[Records from a dataset]

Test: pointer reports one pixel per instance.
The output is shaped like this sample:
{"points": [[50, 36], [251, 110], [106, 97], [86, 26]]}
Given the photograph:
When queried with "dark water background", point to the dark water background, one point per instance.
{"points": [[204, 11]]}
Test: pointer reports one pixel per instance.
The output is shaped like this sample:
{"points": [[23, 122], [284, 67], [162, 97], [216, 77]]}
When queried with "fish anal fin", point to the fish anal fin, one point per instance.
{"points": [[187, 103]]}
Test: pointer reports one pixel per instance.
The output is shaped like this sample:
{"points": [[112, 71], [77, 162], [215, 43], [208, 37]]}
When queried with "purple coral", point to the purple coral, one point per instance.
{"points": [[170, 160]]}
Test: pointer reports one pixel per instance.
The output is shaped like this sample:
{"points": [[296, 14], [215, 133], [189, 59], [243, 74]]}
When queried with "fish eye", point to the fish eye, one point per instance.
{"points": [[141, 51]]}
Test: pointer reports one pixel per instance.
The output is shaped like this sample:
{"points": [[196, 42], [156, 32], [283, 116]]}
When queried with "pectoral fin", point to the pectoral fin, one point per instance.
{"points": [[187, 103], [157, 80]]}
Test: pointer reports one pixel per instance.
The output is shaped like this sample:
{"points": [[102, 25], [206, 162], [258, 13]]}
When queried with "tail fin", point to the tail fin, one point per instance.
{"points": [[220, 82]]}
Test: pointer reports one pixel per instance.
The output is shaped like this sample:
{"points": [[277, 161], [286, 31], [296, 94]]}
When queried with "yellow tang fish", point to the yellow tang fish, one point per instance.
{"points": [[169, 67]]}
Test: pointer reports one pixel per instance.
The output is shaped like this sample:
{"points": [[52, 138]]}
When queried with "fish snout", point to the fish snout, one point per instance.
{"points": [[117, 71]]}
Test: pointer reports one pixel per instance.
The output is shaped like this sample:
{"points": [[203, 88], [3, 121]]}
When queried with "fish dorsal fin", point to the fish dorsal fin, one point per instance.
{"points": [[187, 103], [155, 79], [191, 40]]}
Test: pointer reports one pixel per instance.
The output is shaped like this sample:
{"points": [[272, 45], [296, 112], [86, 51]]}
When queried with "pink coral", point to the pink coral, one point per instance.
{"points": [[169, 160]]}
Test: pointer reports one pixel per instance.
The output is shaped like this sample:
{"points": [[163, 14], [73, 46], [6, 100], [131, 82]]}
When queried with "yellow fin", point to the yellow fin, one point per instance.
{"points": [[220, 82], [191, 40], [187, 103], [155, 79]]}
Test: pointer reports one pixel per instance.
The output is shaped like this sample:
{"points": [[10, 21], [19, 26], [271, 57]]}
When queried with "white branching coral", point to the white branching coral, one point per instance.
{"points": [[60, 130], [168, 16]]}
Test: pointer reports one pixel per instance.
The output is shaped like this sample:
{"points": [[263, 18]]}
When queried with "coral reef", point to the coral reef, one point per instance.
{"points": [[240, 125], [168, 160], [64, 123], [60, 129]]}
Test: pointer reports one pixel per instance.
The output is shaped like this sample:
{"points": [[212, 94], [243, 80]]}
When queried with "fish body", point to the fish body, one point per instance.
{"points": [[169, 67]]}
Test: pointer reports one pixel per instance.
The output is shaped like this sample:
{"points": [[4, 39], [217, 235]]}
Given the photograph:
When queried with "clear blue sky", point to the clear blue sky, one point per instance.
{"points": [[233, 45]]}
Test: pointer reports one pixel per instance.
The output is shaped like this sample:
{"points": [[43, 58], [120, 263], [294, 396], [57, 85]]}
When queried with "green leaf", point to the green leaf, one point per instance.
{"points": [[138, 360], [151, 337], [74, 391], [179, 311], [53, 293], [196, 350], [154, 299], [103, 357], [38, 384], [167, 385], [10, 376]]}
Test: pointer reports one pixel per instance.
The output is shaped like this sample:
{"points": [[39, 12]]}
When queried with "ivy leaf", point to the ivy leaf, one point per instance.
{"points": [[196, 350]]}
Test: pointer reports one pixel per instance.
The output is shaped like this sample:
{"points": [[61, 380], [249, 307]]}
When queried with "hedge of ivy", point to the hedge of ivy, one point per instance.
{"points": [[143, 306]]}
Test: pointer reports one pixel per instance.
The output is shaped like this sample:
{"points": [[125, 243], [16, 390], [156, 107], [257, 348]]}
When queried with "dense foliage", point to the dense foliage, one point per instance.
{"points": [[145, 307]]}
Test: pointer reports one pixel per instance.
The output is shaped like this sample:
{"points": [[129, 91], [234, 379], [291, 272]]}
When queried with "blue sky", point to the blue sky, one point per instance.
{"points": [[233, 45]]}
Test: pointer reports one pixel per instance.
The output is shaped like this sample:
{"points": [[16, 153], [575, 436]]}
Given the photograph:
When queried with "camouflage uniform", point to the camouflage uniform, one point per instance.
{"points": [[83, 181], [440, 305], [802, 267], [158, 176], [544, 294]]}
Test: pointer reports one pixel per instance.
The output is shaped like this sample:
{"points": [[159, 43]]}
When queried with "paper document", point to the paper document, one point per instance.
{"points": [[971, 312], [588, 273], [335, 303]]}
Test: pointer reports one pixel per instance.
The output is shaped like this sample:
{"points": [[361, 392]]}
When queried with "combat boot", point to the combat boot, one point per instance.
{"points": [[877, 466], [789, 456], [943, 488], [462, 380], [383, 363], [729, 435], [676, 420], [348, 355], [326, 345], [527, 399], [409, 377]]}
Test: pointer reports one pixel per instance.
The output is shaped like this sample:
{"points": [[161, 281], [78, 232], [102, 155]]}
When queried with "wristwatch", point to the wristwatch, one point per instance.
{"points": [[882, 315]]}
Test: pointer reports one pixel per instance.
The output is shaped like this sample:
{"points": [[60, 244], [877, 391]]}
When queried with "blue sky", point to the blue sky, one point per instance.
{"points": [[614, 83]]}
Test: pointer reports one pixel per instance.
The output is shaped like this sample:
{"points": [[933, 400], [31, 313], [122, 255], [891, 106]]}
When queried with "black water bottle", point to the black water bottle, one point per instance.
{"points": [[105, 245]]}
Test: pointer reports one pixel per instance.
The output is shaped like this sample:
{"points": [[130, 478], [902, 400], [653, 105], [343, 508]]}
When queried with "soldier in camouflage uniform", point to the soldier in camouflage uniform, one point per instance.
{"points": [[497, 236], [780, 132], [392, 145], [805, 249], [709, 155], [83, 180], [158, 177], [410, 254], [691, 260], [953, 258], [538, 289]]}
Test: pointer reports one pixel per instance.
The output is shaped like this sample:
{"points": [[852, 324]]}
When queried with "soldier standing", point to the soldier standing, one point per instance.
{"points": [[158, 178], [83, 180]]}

Description of the task: Quote all the records. Keep every word exact.

Answer in full:
Test: pointer reports one pixel per instance.
The output is shaped like this sample:
{"points": [[50, 36], [251, 110], [106, 97], [86, 26]]}
Given the photograph:
When queried with "dark water background", point to the dark water background, one point per instance.
{"points": [[204, 11]]}
Test: pointer reports one pixel per instance.
The output is shaped like this sample:
{"points": [[23, 122], [284, 67], [162, 97], [216, 77]]}
When queried with "fish anal fin", point to the fish anal fin, one point per instance.
{"points": [[187, 103]]}
Test: pointer reports one pixel per instance.
The output is shaped like this sample:
{"points": [[112, 71], [77, 162], [215, 43], [208, 37]]}
When queried with "purple coral", point to the purple coral, one point per instance.
{"points": [[170, 160]]}
Test: pointer reports one pixel per instance.
The output is shaped like this sample:
{"points": [[296, 14], [215, 133], [189, 59], [243, 74]]}
When queried with "fish eye", point to the fish eye, one point per instance.
{"points": [[141, 51]]}
Test: pointer reports one pixel per instance.
The output is shaped like this sample:
{"points": [[196, 42], [156, 32], [283, 116]]}
When queried with "pectoral fin", point to the pectoral fin, one point per instance.
{"points": [[187, 103], [157, 80]]}
Test: pointer reports one pixel per instance.
The output is shaped like this sample:
{"points": [[102, 25], [206, 162], [258, 13]]}
When queried with "tail fin", point to the tail fin, one point per instance.
{"points": [[220, 82]]}
Test: pointer reports one pixel per instance.
The output is shaped like this sample:
{"points": [[277, 161], [286, 31], [296, 94]]}
When queried with "yellow tang fish", point to the yellow tang fish, one point per instance.
{"points": [[169, 67]]}
Test: pointer reports one pixel per instance.
The output is shaped like this sample:
{"points": [[52, 138]]}
When queried with "fish snout", point to the fish snout, one point per instance.
{"points": [[117, 71]]}
Test: pointer reports one pixel per instance.
The output is shaped like this sample:
{"points": [[203, 88], [3, 121]]}
When queried with "fish dorsal fin", point to the fish dorsal fin, one point per instance.
{"points": [[187, 103], [155, 79], [191, 40]]}
Test: pointer reports one pixel per instance.
The output is shaped like this sample:
{"points": [[272, 45], [296, 112], [86, 51]]}
When queried with "pink coral", point to the pink coral, one point per instance.
{"points": [[169, 160]]}
Test: pointer reports one pixel per instance.
The output is shaped like this sample:
{"points": [[163, 14], [73, 46], [6, 100], [131, 82]]}
When queried with "yellow fin", point to the yellow fin, one point per instance.
{"points": [[220, 82], [191, 40], [187, 103], [155, 79]]}
Test: pointer reports one pixel per instance.
The output is shaped like this sample:
{"points": [[10, 21], [19, 26], [271, 57]]}
When queried with "white branching coral", point to the white branching coral, one point per instance.
{"points": [[60, 130], [168, 16]]}
Test: pointer reports one pixel per instance.
The output is shaped like this sample:
{"points": [[263, 18]]}
When queried with "coral reef", point to the coral reef, one point per instance.
{"points": [[240, 125], [168, 160], [64, 123], [60, 129]]}
Test: pointer reports one pixel per instance.
The output is shaped like this sample:
{"points": [[212, 94], [243, 80]]}
When queried with "fish body", point to the fish body, one point per instance.
{"points": [[169, 67]]}
Test: pointer reports one pixel per instance.
The output is shaped like this sample:
{"points": [[4, 39], [217, 235]]}
Given the photograph:
When queried with "clear blue sky", point to the clear blue sky, one point per instance.
{"points": [[233, 45]]}
Test: pointer reports one pixel per instance.
The output is shaped like this sample:
{"points": [[43, 58], [120, 263], [294, 396], [57, 85]]}
When queried with "green leaf", point to the green leaf, one point per instance.
{"points": [[138, 360], [151, 337], [74, 391], [179, 311], [53, 293], [196, 350], [154, 299], [103, 357], [38, 384], [167, 385], [10, 376]]}
Test: pointer reports one pixel per instance.
The output is shaped like this sample:
{"points": [[39, 12]]}
When queried with "ivy leaf", point to the ivy leaf, one point per instance.
{"points": [[196, 350]]}
Test: pointer reports one pixel per instance.
The output is shaped like this sample:
{"points": [[61, 380], [249, 307]]}
When queried with "hedge of ivy", point to the hedge of ivy, one point per instance.
{"points": [[143, 306]]}
Test: pointer reports one pixel per instance.
The output is shaped like this sample:
{"points": [[125, 243], [16, 390], [156, 107], [257, 348]]}
When queried with "dense foliage", point to the dense foliage, one point per instance.
{"points": [[145, 307]]}
Test: pointer reports one pixel per instance.
The output is shaped like this sample:
{"points": [[129, 91], [234, 379], [291, 272]]}
When queried with "blue sky", point to the blue sky, one point per instance.
{"points": [[233, 45]]}
Test: pointer reports one pixel per instance.
The output is shaped like this sample:
{"points": [[16, 153], [575, 436]]}
Given the photograph:
When queried with "camouflage uniform", point to the camouflage uniform, one point per instance.
{"points": [[83, 181], [440, 305], [802, 267], [158, 176], [544, 294]]}
Test: pointer reports one pixel per instance.
The output is shaped like this sample:
{"points": [[159, 43]]}
When queried with "paper document", point to the paper document, one point per instance.
{"points": [[971, 312], [588, 273], [335, 303]]}
Test: pointer reports one pixel per instance.
The output is shaped like this sample:
{"points": [[361, 392]]}
When queried with "combat boot", point to the combat boot, one point per instance.
{"points": [[877, 466], [789, 456], [943, 488], [462, 380], [383, 363], [729, 435], [676, 420], [348, 355], [326, 345], [527, 399], [409, 377]]}
Test: pointer reports one pixel per instance.
The output is shaped like this sample:
{"points": [[161, 281], [78, 232], [102, 155]]}
When queried with "wristwatch", point to the wristwatch, one point per instance.
{"points": [[882, 315]]}
Test: pointer reports one pixel per instance.
The output is shaped like this sample:
{"points": [[60, 244], [877, 391]]}
When queried with "blue sky", point to the blue sky, one point per instance.
{"points": [[614, 83]]}
Test: pointer reports one pixel per instance.
The output is shaped like this sample:
{"points": [[933, 400], [31, 313], [122, 255], [891, 106]]}
When queried with "black water bottle", point to the black water bottle, one point per instance.
{"points": [[105, 245]]}
Test: pointer reports one pixel per instance.
The output is shaped like this sample:
{"points": [[130, 478], [902, 400], [653, 105], [343, 508]]}
When queried with "soldier in camouflage uniform", point to the soldier in camouflage uniform, one point per instance.
{"points": [[497, 236], [780, 132], [392, 145], [805, 249], [709, 155], [83, 180], [158, 177], [410, 254], [691, 260], [953, 258], [538, 289]]}
Test: pointer reports one pixel per instance.
The output is shaped like this sample:
{"points": [[852, 324]]}
When queried with "soldier standing", point to the soldier standing, one point per instance.
{"points": [[158, 178], [83, 180]]}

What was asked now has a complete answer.